**** Gegeven tekst
ECLI:NL:RBAMS:2025:7820

Rechtbank Amsterdam

Datum uitspraak
16 oktober 2025
Publicatiedatum
23 oktober 2025
Zaaknummer
13-216446-25 (EAB I)
Instantie
Rechtbank Amsterdam
Type
Uitspraak
Procedures
  • Eerste en enige aanleg
Vindplaatsen
  • Rechtspraak.nl
AI samenvatting door LexboostAutomatisch gegenereerd

Overlevering op basis van Europees Aanhoudingsbevel met betrekking tot een Poolse opgeëiste persoon

In deze zaak heeft de Rechtbank Amsterdam op 16 oktober 2025 uitspraak gedaan over de overlevering van een Poolse opgeëiste persoon op basis van een Europees Aanhoudingsbevel (EAB). Het EAB, uitgevaardigd door de regionale rechtbank in Poznań op 18 februari 2019, verzoekt om de aanhouding en overlevering van de opgeëiste persoon, die in Polen is geboren en daar verblijft. De rechtbank heeft de behandeling van het EAB op verschillende zittingen, waaronder op 16 september, 23 september en 8 oktober 2025, geschorst en hervat, waarbij de opgeëiste persoon steeds bijgestaan werd door zijn raadsman, mr. J.W. Ebbink, en een tolk in de Poolse taal. De rechtbank heeft vastgesteld dat de opgeëiste persoon niet in persoon is verschenen bij het proces dat leidde tot het vonnis van 30 april 2013, maar dat hij wel op de hoogte was van de zitting. De rechtbank heeft de weigeringsgronden van artikel 12 en artikel 6a van de Overleveringswet verworpen, omdat niet is aangetoond dat de opgeëiste persoon vijf jaar ononderbroken rechtmatig in Nederland heeft verbleven. De rechtbank concludeert dat het EAB voldoet aan de eisen van de Overleveringswet en dat er geen weigeringsgronden zijn die aan de overlevering in de weg staan. De rechtbank staat daarom de overlevering toe.
********
• **Vul aan**
1. Noem in volgorde van voorkomen alle datums uit de lange samenvattende alinea van de uitspraak over de overlevering.
2. Breid de uitspraak over de overlevering uit door verder te schrijven na de laatste zin.
**** Gegevensrijen
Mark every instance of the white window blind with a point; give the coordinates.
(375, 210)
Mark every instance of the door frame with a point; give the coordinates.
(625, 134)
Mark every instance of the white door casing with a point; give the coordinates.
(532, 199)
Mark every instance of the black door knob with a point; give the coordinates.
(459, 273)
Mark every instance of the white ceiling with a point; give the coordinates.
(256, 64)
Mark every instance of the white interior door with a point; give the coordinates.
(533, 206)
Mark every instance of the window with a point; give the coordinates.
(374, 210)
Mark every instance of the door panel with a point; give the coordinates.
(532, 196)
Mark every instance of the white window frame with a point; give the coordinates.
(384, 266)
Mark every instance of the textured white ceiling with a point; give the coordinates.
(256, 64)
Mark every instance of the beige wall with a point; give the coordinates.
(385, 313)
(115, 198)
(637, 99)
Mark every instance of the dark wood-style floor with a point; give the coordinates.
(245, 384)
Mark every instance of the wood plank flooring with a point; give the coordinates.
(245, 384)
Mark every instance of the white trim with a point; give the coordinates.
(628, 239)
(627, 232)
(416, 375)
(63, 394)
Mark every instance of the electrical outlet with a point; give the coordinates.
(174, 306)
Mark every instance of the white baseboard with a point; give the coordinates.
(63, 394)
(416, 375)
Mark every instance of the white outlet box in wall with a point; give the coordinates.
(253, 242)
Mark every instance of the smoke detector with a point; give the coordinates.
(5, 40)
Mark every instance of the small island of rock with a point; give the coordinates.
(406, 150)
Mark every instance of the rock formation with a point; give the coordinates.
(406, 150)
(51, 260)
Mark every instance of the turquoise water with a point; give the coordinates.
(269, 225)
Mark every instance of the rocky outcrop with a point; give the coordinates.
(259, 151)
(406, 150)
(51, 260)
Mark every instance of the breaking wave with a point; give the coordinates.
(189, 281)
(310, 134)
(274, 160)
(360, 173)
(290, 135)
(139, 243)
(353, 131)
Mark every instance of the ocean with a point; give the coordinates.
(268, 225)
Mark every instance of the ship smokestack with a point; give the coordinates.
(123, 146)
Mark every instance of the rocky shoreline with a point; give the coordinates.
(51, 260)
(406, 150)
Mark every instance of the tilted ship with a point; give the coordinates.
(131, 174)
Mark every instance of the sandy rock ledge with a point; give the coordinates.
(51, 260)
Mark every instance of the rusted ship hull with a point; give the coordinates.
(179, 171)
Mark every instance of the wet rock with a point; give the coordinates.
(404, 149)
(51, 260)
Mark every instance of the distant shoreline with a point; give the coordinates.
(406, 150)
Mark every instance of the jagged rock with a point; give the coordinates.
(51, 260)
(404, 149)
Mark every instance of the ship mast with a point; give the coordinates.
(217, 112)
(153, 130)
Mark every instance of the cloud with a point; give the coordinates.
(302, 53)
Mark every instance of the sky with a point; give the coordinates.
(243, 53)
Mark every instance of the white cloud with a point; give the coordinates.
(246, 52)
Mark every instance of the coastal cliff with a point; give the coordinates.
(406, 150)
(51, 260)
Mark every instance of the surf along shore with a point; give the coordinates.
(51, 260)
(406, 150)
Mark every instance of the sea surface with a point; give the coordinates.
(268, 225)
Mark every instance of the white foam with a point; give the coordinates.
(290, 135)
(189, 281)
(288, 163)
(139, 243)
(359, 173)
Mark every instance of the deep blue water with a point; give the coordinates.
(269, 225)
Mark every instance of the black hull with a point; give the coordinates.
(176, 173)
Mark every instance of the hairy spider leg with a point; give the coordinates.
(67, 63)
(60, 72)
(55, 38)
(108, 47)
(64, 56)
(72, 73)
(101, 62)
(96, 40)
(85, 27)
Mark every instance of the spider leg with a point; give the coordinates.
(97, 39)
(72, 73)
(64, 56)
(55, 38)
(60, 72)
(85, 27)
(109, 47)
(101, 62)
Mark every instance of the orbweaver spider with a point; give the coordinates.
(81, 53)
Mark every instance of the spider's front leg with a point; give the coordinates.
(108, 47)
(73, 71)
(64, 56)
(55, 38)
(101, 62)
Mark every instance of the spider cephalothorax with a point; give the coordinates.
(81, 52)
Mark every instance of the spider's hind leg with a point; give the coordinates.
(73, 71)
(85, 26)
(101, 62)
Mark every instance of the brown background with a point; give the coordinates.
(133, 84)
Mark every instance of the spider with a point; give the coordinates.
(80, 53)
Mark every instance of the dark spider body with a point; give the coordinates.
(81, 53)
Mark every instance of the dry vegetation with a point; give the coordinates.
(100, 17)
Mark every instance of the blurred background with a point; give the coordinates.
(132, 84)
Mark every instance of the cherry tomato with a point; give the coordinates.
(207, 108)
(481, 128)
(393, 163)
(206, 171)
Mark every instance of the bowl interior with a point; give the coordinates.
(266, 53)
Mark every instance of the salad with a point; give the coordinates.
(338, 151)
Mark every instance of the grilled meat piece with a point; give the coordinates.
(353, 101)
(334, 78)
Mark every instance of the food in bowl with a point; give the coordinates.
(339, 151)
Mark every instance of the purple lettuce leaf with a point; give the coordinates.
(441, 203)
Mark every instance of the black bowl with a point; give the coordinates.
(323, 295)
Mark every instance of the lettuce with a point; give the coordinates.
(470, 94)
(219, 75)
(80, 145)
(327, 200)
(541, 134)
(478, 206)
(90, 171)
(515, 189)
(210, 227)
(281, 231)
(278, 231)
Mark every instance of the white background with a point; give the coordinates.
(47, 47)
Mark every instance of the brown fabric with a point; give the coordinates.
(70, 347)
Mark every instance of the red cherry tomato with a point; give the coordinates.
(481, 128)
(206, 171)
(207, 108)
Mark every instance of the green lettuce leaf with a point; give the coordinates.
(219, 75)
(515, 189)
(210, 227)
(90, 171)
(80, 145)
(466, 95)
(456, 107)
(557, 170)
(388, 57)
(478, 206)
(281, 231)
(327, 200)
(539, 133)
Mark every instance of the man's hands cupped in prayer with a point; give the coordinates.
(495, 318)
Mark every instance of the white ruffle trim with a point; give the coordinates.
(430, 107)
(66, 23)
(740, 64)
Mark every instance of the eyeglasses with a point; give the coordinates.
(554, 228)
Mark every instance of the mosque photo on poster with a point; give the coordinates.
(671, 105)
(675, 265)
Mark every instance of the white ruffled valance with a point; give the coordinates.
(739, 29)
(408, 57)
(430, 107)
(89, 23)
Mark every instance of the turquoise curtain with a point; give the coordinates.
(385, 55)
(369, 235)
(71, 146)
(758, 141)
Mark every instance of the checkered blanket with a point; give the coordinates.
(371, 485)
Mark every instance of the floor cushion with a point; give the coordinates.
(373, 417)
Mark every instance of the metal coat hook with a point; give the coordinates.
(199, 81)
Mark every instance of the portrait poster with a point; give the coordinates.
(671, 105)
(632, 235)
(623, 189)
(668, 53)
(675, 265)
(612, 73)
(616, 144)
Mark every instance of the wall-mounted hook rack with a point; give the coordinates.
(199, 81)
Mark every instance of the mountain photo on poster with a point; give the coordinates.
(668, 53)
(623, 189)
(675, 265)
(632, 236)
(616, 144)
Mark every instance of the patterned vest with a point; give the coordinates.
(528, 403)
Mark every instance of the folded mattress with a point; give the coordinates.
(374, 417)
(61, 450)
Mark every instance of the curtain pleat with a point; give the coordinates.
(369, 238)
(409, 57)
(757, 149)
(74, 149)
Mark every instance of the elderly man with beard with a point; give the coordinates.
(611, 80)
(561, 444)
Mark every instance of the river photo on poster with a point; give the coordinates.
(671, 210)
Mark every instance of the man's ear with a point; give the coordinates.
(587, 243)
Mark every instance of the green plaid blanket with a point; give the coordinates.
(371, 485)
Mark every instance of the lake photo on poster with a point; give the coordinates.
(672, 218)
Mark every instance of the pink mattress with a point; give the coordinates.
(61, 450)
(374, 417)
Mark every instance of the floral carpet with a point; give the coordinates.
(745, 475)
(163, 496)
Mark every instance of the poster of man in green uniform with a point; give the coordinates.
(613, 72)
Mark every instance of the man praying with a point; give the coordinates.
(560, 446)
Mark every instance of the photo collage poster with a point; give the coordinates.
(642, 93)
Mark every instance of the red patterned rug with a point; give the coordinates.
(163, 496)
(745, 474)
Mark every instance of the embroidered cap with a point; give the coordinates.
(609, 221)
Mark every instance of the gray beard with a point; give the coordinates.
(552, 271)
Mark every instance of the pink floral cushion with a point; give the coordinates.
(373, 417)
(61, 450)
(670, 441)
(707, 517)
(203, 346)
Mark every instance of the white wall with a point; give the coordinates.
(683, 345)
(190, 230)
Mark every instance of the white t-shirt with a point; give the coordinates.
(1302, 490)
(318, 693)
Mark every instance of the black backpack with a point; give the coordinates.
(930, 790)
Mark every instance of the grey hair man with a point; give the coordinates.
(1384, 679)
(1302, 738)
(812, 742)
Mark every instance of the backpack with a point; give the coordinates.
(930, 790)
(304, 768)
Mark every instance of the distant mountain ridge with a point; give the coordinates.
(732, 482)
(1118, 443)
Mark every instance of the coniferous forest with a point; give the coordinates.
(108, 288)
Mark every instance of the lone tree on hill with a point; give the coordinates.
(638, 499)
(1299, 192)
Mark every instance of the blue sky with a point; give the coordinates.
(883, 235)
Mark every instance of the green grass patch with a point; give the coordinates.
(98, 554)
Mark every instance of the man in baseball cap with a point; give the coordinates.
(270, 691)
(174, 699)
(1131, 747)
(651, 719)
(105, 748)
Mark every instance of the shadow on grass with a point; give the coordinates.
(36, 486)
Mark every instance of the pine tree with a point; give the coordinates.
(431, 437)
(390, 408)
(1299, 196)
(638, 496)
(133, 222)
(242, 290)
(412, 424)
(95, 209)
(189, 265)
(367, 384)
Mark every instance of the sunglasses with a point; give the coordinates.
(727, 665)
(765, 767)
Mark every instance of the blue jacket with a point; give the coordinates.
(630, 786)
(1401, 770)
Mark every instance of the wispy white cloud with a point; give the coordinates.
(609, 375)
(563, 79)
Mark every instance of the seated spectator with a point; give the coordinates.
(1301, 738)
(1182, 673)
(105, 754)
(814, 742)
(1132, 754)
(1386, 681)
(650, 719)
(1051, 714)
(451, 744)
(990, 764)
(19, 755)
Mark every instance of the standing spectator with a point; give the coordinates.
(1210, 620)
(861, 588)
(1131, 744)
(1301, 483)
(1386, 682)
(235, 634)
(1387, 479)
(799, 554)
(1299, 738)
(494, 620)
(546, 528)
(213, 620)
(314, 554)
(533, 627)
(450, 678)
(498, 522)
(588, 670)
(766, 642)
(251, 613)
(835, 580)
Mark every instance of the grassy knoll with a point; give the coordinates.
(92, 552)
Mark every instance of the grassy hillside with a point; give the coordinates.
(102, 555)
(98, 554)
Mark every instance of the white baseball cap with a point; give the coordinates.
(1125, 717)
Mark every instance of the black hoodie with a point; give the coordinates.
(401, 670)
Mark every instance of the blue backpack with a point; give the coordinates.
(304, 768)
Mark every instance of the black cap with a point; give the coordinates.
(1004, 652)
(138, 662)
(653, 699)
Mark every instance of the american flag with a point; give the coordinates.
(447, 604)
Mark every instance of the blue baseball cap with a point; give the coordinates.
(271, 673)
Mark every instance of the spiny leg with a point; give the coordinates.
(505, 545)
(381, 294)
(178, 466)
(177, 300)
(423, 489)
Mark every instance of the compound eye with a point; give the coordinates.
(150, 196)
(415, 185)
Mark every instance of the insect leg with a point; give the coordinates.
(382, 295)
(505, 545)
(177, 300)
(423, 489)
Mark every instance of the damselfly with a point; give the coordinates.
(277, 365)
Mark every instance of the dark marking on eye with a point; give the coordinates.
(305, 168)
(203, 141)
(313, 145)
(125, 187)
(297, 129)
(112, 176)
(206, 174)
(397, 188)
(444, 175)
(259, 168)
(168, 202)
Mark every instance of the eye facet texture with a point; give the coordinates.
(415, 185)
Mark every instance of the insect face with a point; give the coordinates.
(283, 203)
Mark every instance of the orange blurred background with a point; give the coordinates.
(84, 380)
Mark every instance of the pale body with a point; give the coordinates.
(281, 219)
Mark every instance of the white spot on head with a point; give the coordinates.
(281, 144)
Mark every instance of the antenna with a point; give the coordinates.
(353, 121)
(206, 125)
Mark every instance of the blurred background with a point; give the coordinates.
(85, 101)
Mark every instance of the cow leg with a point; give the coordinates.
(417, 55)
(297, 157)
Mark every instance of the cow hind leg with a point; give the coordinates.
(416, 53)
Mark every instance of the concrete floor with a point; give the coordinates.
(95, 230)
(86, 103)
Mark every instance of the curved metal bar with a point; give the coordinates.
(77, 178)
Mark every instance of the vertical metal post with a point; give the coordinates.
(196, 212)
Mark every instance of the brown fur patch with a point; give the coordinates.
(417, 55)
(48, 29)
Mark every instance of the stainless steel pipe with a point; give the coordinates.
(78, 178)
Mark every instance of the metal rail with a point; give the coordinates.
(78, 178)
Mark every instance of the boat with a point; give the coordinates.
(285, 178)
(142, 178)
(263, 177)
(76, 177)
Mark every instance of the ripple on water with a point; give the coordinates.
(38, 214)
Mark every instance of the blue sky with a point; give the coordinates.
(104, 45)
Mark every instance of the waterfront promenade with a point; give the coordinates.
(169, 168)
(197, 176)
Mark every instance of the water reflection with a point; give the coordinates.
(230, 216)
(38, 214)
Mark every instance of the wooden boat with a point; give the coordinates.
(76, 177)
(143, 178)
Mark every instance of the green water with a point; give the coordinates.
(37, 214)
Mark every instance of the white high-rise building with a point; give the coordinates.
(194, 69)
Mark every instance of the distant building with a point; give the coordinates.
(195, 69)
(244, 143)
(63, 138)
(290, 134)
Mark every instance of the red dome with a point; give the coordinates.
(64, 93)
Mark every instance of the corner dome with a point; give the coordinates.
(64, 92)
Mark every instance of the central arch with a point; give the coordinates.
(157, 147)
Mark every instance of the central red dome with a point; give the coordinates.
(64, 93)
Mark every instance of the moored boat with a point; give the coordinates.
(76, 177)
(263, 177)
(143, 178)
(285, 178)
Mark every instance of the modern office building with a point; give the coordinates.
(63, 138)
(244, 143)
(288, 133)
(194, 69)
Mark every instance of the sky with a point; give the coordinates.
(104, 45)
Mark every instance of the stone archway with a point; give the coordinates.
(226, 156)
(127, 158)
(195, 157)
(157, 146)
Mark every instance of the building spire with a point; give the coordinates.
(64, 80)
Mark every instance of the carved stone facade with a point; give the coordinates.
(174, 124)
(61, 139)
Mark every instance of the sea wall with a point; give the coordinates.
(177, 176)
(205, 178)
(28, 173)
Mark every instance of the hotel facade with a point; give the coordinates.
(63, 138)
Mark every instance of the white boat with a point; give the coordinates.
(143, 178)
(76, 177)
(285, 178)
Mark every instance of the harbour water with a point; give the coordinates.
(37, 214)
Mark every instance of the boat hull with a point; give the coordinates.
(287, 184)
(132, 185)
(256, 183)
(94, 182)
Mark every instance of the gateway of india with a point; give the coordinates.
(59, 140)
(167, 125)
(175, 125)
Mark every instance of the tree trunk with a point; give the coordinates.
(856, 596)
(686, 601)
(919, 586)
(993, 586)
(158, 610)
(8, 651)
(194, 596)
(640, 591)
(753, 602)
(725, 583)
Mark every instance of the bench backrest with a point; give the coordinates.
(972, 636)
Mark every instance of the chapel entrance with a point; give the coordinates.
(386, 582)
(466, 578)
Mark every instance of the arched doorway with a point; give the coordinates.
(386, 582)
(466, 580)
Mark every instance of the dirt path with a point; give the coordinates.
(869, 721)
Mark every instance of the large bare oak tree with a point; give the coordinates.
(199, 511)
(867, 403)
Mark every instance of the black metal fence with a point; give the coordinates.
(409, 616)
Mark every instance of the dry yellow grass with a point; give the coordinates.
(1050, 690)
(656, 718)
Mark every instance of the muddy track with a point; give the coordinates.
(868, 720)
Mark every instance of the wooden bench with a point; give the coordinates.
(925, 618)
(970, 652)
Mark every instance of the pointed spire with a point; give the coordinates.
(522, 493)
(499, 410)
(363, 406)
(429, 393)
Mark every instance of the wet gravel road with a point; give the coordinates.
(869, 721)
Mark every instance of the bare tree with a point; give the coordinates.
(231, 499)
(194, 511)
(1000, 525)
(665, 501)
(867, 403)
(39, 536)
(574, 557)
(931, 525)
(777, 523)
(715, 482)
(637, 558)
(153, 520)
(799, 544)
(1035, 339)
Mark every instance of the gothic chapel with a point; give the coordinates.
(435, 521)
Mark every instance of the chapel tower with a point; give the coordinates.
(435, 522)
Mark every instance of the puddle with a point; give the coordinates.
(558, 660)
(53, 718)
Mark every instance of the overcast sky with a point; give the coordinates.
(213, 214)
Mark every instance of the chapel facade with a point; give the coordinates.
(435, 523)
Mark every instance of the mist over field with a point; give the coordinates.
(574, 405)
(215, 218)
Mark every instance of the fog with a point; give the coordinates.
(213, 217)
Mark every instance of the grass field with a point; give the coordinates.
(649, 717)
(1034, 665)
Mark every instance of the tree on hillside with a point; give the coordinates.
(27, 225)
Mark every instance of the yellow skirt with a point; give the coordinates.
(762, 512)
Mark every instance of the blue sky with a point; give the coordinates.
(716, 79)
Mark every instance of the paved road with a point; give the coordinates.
********
• **Antwoorden**
1. 16 oktober 2025, 18 februari 2019, 16 september, 23 september, 8 oktober 2025, 30 april 2013

2.
Uitspraak

RECHTBANK AMSTERDAM

INTERNATIONALE RECHTSHULPKAMER

Parketnummer: 13-216446-25 (EAB I)
Datum uitspraak: 16 oktober 2025
UITSPRAAK
op de vordering van 7 augustus 2025 van de officier van justitie bij deze rechtbank tot het in behandeling nemen van een Europees aanhoudingsbevel (EAB). [1]
Dit EAB is uitgevaardigd op 18 februari 2019 door
the Regional Court in Poznań, Polen, (hierna: de uitvaardigende justitiële autoriteit) en strekt tot de aanhouding en overlevering van:
[de opgeëiste persoon] ,
geboren op [geboortedag] 1970 te [geboorteplaats] (Polen),
verblijvende op het adres:
[verblijfadres] ,
hierna ‘de opgeëiste persoon’.

1.Procesgang

De zitting van 16 september 2025
De behandeling van het EAB is aangevangen op de zitting van 16 september 2025, in aanwezigheid van mr. K. van der Schaft, officier van justitie. De opgeëiste persoon is verschenen en is bijgestaan door zijn raadsman, mr. J.W. Ebbink, advocaat in Haarlem, en door een tolk in de Poolse taal.
Het EAB in deze zaak is gelijktijdig behandeld met het EAB in de zaak met parketnummer 13-216420-25 (EAB II).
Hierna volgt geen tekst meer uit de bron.